Dataset items

────────────────────

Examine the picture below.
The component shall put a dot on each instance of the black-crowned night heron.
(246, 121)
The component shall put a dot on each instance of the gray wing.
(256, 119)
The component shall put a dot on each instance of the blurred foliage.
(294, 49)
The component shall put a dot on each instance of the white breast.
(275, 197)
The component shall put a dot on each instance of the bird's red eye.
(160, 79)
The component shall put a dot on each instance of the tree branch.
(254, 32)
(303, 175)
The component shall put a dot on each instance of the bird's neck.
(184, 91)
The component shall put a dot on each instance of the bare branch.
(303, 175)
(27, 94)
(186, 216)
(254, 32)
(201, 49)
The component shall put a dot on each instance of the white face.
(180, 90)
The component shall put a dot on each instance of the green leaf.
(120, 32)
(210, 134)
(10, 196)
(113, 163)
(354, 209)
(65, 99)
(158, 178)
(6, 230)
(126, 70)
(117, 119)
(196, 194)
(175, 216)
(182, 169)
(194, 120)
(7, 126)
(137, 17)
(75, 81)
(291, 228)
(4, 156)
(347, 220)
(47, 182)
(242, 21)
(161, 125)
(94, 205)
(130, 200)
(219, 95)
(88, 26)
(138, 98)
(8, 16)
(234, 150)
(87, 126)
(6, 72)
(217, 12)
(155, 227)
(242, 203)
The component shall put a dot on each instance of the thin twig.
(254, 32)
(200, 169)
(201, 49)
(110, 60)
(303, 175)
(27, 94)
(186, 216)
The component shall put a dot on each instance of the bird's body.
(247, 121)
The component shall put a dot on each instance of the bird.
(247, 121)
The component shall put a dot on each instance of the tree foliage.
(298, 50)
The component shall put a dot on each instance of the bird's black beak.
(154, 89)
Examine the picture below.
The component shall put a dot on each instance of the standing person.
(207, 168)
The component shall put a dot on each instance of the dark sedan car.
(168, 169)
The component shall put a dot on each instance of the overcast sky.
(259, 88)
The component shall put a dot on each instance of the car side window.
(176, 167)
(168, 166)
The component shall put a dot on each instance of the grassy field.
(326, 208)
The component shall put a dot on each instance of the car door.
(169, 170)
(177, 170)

────────────────────

• **TASK PROMPT**:
Would you restate the entries word for word, omitting none?

• **TASK RESPONSE**:
Examine the picture below.
The component shall put a dot on each instance of the black-crowned night heron.
(246, 121)
The component shall put a dot on each instance of the gray wing.
(256, 119)
The component shall put a dot on each instance of the blurred foliage.
(294, 49)
The component shall put a dot on each instance of the white breast.
(275, 197)
The component shall put a dot on each instance of the bird's red eye.
(160, 79)
The component shall put a dot on each instance of the tree branch.
(254, 32)
(303, 175)
The component shall put a dot on each instance of the bird's neck.
(184, 91)
The component shall put a dot on each instance of the bare branch.
(303, 175)
(27, 94)
(186, 216)
(254, 32)
(201, 49)
The component shall put a dot on each instance of the white face.
(180, 90)
The component shall put a dot on each instance of the green leaf.
(120, 32)
(210, 134)
(10, 196)
(113, 163)
(354, 209)
(65, 99)
(158, 178)
(6, 230)
(126, 70)
(117, 119)
(196, 194)
(175, 216)
(182, 169)
(194, 120)
(7, 126)
(137, 17)
(75, 81)
(291, 228)
(4, 156)
(347, 220)
(47, 182)
(242, 21)
(161, 125)
(94, 205)
(130, 200)
(219, 95)
(88, 26)
(138, 98)
(8, 16)
(234, 150)
(87, 126)
(6, 72)
(217, 12)
(155, 227)
(242, 203)
The component shall put a dot on each instance of the thin twig.
(254, 32)
(200, 169)
(201, 49)
(110, 60)
(303, 175)
(27, 94)
(186, 216)
The component shall put a dot on each instance of the bird's body.
(247, 121)
The component shall put a dot on each instance of the bird.
(247, 121)
The component shall put a dot on each instance of the tree foliage.
(298, 50)
The component shall put a dot on each instance of the bird's black beak.
(154, 89)
Examine the picture below.
The component shall put a dot on each instance of the standing person.
(207, 168)
The component shall put a dot on each instance of the dark sedan car.
(168, 169)
The component shall put a dot on each instance of the overcast sky.
(259, 88)
The component shall put a dot on each instance of the car side window.
(176, 167)
(168, 166)
The component shall put a dot on each instance of the grassy field.
(326, 208)
The component shall put a dot on each instance of the car door.
(169, 170)
(177, 170)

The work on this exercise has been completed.